[Task statement] Give back the records below exactly, every one, with no pictures.

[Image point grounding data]
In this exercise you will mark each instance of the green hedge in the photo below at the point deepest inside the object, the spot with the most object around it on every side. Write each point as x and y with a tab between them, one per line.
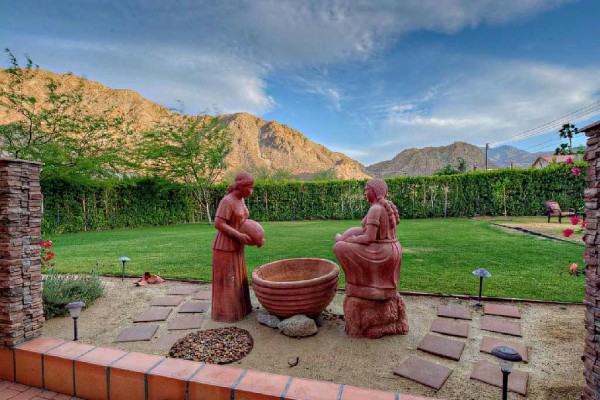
71	207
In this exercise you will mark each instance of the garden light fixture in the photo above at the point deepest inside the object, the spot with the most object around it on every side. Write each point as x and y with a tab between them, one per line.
507	357
75	310
481	273
123	260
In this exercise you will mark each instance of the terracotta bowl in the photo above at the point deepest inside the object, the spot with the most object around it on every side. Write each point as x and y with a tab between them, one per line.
296	286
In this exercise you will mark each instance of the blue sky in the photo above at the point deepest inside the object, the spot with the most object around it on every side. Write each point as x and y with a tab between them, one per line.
367	78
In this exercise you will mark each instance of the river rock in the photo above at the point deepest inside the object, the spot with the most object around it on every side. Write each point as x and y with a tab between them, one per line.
268	319
298	326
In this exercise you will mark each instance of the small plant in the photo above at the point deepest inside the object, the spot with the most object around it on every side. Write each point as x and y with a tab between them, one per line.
59	290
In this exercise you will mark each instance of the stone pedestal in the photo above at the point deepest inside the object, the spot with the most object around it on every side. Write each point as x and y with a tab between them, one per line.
21	313
375	318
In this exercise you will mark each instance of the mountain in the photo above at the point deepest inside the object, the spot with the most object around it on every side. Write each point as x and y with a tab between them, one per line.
505	156
426	161
257	144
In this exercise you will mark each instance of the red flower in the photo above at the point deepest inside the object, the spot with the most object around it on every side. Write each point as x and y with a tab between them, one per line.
568	232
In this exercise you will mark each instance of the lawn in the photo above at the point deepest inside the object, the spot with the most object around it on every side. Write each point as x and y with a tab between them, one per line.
439	255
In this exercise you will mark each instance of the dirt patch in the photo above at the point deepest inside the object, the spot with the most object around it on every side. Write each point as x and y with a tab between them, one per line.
553	333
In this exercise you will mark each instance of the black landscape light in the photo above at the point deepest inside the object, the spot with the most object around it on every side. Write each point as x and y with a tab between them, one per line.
507	356
75	310
123	260
481	273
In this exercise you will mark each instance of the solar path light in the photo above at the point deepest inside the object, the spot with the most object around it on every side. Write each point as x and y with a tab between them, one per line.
507	356
481	273
75	310
123	260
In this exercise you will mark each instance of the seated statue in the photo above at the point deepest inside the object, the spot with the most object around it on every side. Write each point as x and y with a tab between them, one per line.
370	257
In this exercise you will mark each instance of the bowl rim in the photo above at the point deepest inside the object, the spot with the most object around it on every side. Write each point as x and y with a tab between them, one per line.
295	284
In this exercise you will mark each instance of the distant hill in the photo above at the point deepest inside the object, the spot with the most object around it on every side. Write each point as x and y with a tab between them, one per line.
422	162
257	144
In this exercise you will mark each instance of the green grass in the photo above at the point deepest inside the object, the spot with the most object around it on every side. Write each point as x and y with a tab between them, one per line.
439	255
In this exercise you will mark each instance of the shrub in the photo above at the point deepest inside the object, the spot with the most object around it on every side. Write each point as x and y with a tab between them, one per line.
60	290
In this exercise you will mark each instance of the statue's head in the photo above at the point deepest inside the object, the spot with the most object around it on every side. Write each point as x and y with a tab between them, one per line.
379	187
243	180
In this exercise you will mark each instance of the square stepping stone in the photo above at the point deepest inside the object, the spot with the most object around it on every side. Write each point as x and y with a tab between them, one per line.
203	295
183	290
490	373
424	372
488	343
194	307
153	314
167	341
502	310
167	301
459	312
137	333
450	327
501	326
441	346
187	322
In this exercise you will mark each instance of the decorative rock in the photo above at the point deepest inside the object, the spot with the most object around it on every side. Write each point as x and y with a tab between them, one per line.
268	319
298	326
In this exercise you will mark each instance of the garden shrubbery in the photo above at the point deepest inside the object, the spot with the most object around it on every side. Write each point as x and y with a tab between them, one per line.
60	290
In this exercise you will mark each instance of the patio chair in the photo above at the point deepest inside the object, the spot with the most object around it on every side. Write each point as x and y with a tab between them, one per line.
553	210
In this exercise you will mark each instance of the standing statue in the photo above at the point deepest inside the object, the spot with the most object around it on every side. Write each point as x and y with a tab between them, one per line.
371	257
230	293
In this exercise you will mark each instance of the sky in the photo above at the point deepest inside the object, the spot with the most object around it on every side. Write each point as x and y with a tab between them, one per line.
367	78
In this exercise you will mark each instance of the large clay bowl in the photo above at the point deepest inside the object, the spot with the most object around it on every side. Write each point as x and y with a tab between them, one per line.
296	286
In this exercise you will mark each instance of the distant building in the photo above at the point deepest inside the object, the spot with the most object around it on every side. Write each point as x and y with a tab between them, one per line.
544	161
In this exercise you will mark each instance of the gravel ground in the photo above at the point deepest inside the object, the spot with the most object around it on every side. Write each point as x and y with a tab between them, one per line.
554	334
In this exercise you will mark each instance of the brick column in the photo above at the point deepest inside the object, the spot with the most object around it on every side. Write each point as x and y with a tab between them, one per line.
21	314
591	390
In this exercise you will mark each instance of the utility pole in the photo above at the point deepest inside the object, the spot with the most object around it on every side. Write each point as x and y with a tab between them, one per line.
487	146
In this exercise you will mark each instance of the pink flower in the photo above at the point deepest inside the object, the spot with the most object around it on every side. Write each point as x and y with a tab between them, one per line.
568	232
574	268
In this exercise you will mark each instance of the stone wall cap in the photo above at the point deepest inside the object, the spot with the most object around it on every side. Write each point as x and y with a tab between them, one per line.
13	160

[Answer]
In this exercise you will mark each instance of the green hedge in the photo below at the point deepest inside the object, the spot with the most object around it on every side. Write each point as x and y with a tab between them, one per line.
71	207
In this exercise you will mark each instance of the garden light fixture in the photo above at the point deepest inside the object, the spot with the most object around it on every side. Write each point as x and y with a tab between them, one per line.
507	357
75	310
481	273
123	260
In this exercise you will mark each instance of the terracotta bowl in the photo above at the point deepest inside the object, the spot with the most object around it on every side. Write each point as x and y with a tab between them, one per line.
296	286
In this exercise you will mark each instance of the blue sky in the photo above at the point deepest inside the object, the spot with the most object around it on every side. Write each point as x and y with a tab between them, one per line.
367	78
In this exercise you will mark each instance of the river rock in the photo above at the point deepest inside the object, the spot with the most object around it on every side. Write each point as x and y with a tab between them, one per line.
268	319
298	326
In this exercise you will mark each instance of the small plant in the photo above at the point deepest inside the object, the spot with the most object around it on every side. Write each point as x and y with a tab between them, one per line.
59	290
In this exercise you will mark each instance of the stone pedestal in the photo above at the point deepest inside the object, the spot with the most object around it on every side. Write each point as x and y with a tab between them, one per line.
21	313
375	318
In this exercise you will mark each instance of the mountain in the photo above at the point deepest inside the object, the spot with the most object around it on every side. Write each point as x and y with a tab between them, one per line.
505	156
426	161
257	144
In this exercise you will mark each instance of the red flower in the photo above at the point deepest inside the object, the spot with the most object around it on every side. Write each point as x and y with a tab between them, one per line.
568	232
In this exercise you will mark each instance of the lawn in the photo above at the point deepest inside the object, the spot with the most object around it on every side. Write each point as x and y with a tab between them, one per line.
439	255
In this exercise you will mark each instance of the dirt patch in the photo above at the point deepest inside the object, the spot with the most object around it on every side. Write each point as x and y with a tab between them, one per line.
553	333
In this exercise you will mark each instance of the black landscape light in the photo above at the point deepest inside the object, the spot with the most object around it on every side. Write each point as x and y with a tab between them, one per line.
507	356
75	310
123	260
481	273
In this exercise you will mark each instance of the solar path light in the photo above at the point deepest inside the object, the spot with the most object around it on every side. Write each point as x and y with a tab between them, one per line.
507	356
481	273
75	310
123	260
In this exercise you will mark each instance of the seated statue in the photo above at the point deepest inside the object, the spot with the most object around it on every side. Write each point as x and y with a tab between them, one per line.
370	257
In this exercise you will mark each instance of the bowl rim in the photo above at the point deepest inside the object, the spot with the most object around it on every side. Write each point as x and y with a tab between them, one per line.
295	284
In this exercise you will mark each instance of the distant hill in the photo above at the point deepest inside the object, the spot with the most object around it on every side. Write each point as x and y with a tab between them, one per line.
422	162
257	144
In this exercise you will mark each instance of the green grass in the photo above at the point deepest inside the object, the spot with the most object around it on every side. Write each point as x and y with a tab between them, one per line.
439	255
In this exercise you will mark each instance of the shrub in the photo above at the point deepest inside the object, the spot with the most object around it on every side. Write each point as x and y with a tab between them, one per line.
60	290
In this exercise you will mark each instance of the statue's head in the photo above at the point deepest inside the object, the spot with the most object around it on every side. Write each point as x and y with a tab between them, one per line.
379	187
243	180
In this exercise you will mark each instance of the square stepping stone in the photo above at the point deepest inside the object, the spot with the most object around it on every side. Write each point as x and y with a tab between them, one per line.
203	295
183	290
490	373
424	372
488	343
194	307
153	314
167	341
502	310
167	301
459	312
137	333
450	327
501	326
441	346
187	322
In this exercise you will mark each instance of the decorative rock in the photo above at the point deepest inside the object, the spot with the most object around it on every side. Write each point as x and y with a tab between them, one per line.
268	319
298	326
In this exercise you will mark each instance of the garden shrubbery in the photo above at the point deepest inside the object, the spot with the most object around it on every side. Write each point as x and y with a tab between them, one per line.
60	290
In this exercise you will mark each instance of the patio chair in the photo above at the point deepest inside the object, the spot with the most object around it on every side. Write each point as x and y with a tab between them, one per line.
553	210
In this exercise you will mark each instance of the standing statue in the photo above at the point deepest inside the object, the spot with the most object around it on every side. Write each point as x and y with a tab between them, one per line.
371	257
230	293
In this exercise you will mark each instance of the sky in the photo above at the point deepest inside the object, the spot with the most object around it on every side. Write each point as x and y with a tab between them, one per line.
367	78
In this exercise you will mark each instance of the large clay bowl in the photo above at the point deepest inside the object, the spot with the most object around it on every side. Write each point as x and y with a tab between them, one per line.
296	286
In this exercise you will mark each instance of the distant building in the photo above at the point deepest inside the object, the spot with the most object around it on every side. Write each point as x and y with a tab between them, one per line.
544	161
In this exercise you will mark each instance of the gravel ground in the photo above at the point deepest inside the object, the spot with the most object around it on every side. Write each point as x and y with a tab between them, one per line.
554	334
In this exercise you will mark each instance of the brick column in the photo above at the point deepest inside the object, the spot with the most object around it on every side. Write each point as x and y with a tab between them, one per line.
21	314
591	390
In this exercise you will mark each instance of the utility pole in the photo above at the point deepest inside the object, the spot with the most object around it on every side. Write each point as x and y with a tab between them, one per line.
487	146
In this exercise you will mark each instance of the pink flower in the photo above at the point deepest inside the object, the spot with the most object around it on every side. Write each point as x and y with a tab between them, one per line.
568	232
574	268
In this exercise you will mark each instance of the stone wall cap in the photo above at the point deepest inside the object, the spot with the most object around it on every side. Write each point as x and y with a tab between them, one per line.
13	160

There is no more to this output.